- Text block:
Prescription Drugs

Could a Hypertension Drug Rewire the Brains of Addicts?

A new study shows a blood pressure medication's potential to prevent relapses by erasing mental associations with alcohol and cocaine.


Can a hypertension drug rewire the brains of addicts?
David Goehring / Flickr

Researchers at the University of Texas at Austin think they've found a drug with the potential to prevent relapses for those trying to stay off booze and cocaine.

The drug, known as isradipine, is already approved by the Food and Drug Administration (FDA) for treating high blood pressure.

According to the university's website:

Today, most experts acknowledge that environmental cues—the people, places, sights and sounds an addict experiences leading up to drug use—are among the primary triggers of relapses. It was an environmental cue (a ringing bell) that caused the dogs in Ivan Pavlov's famous experiments to salivate, even when they couldn't see or smell food.

Led by Hitoshi Morikawa, associate professor of neuroscience at The University of Texas at Austin, a team of researchers trained rats to associate either a black or white room with the use of a drug. Subsequently, when the addicted rats were offered the choice of going into either room, they nearly always chose the room they associated with their addiction.

Then one day, the researchers gave the addicted rats a high dose of an antihypertensive drug called isradipine before the rats made their choices. Although rats still preferred the room they associated with their addiction on that day, they no longer showed a preference for it on subsequent days. In fact, the lack of preference persisted in the isradipine-treated group in ways that couldn't be found in a control group—suggesting the addiction memories were not just suppressed but had gone away entirely.

"The isradipine erased memories that led them to associate a certain room with cocaine or alcohol," said Morikawa.

It's important to note the research doesn't suggest isradipine "reverses" addiction (as an International Business Times article put it), but rather helps prevent relapses by reversing "the rewiring that underlies memories of addiction-associated places." The ideal use-case would be more Philip Seymour Hoffman than Chris Farley.

While some drugs on the market "have been shown to prevent people from feeling euphoria when they take an addictive drug and that might prevent them from developing an addiction," isradipine could be effective in helping people who already have a problem and want to quit. According to The University of Texas at Austin: "A treatment based on this latest research, however, would be much more effective [than euphoria-inhibiting drugs], said Morikawa, targeting the associations an addict has with the experience leading up to taking a drug."

Neuroscience journalist and Reason contributor Maia Szalavitz points out that "most addiction is driven by a need to cope with some type of problem, whether that be psychiatric disorder, childhood trauma, economic dislocation, or some mix of all three." Without addressing the underlying problem, a drug like isradipine would be of little help.

If the drug is found to be effective at preventing relapses in humans, however, it would likely be met with less resistance and regulatory interference than other drugs used to treat addiction. Since isradipine is already FDA-approved, upon finding evidence of efficacy in treating addiction, doctors could begin prescribing it right away. And because it doesn't cause a "high," abstinence-based treatment programs could be quicker to add it to their medicine cabinets.

- Material shown:
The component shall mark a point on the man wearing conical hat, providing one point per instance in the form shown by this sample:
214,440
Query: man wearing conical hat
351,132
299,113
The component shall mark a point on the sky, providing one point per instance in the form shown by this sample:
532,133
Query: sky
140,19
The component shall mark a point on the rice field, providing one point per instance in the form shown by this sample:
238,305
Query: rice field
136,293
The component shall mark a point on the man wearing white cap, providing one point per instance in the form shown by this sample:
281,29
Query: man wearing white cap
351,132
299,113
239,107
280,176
* * *
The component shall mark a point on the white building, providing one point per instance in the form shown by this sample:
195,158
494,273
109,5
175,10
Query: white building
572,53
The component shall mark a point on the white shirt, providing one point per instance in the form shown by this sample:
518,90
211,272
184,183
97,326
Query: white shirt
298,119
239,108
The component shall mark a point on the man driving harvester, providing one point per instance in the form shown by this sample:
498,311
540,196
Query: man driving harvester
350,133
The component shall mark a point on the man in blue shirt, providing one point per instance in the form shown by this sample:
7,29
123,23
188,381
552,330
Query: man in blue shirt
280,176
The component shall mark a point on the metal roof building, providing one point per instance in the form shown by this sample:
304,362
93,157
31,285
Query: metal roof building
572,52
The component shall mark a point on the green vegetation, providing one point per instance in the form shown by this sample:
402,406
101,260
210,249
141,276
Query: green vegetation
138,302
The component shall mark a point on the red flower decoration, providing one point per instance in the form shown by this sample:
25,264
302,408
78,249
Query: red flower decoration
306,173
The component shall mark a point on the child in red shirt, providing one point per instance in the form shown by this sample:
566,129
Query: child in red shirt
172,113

- Directions:
A: Do these statements agree with the isradipine article? For each, answer yes or no and quote the deciding words.
(i) Isradipine already has FDA approval for treating high blood pressure.
(ii) On the day the rats got isradipine, they no longer preferred the room tied to their addiction.
(iii) The rats were trained to link either a red or a blue room with a drug.
B: Answer these questions from the isradipine article:
(i) Who led the team of researchers?
(ii) What did the ringing bell cause the dogs in Pavlov's experiments to do?
(iii) Who says that "most addiction is driven by a need to cope with some type of problem"?
C: Copy word for word the part of the isradipine article that opens with the words "A new study" and closes with "booze and cocaine.".

- Answers to the exercise:
A:
(i) Yes: "already approved by the Food and Drug Administration (FDA) for treating high blood pressure"
(ii) No: "Although rats still preferred the room they associated with their addiction on that day"
(iii) No: "trained rats to associate either a black or white room with the use of a drug"

B:
(i) Hitoshi Morikawa, associate professor of neuroscience at The University of Texas at Austin
(ii) Salivate
(iii) Maia Szalavitz

C:
A new study shows a blood pressure medication's potential to prevent relapses by erasing mental associations with alcohol and cocaine.


Can a hypertension drug rewire the brains of addicts?
David Goehring / Flickr

Researchers at the University of Texas at Austin think they've found a drug with the potential to prevent relapses for those trying to stay off booze and cocaine.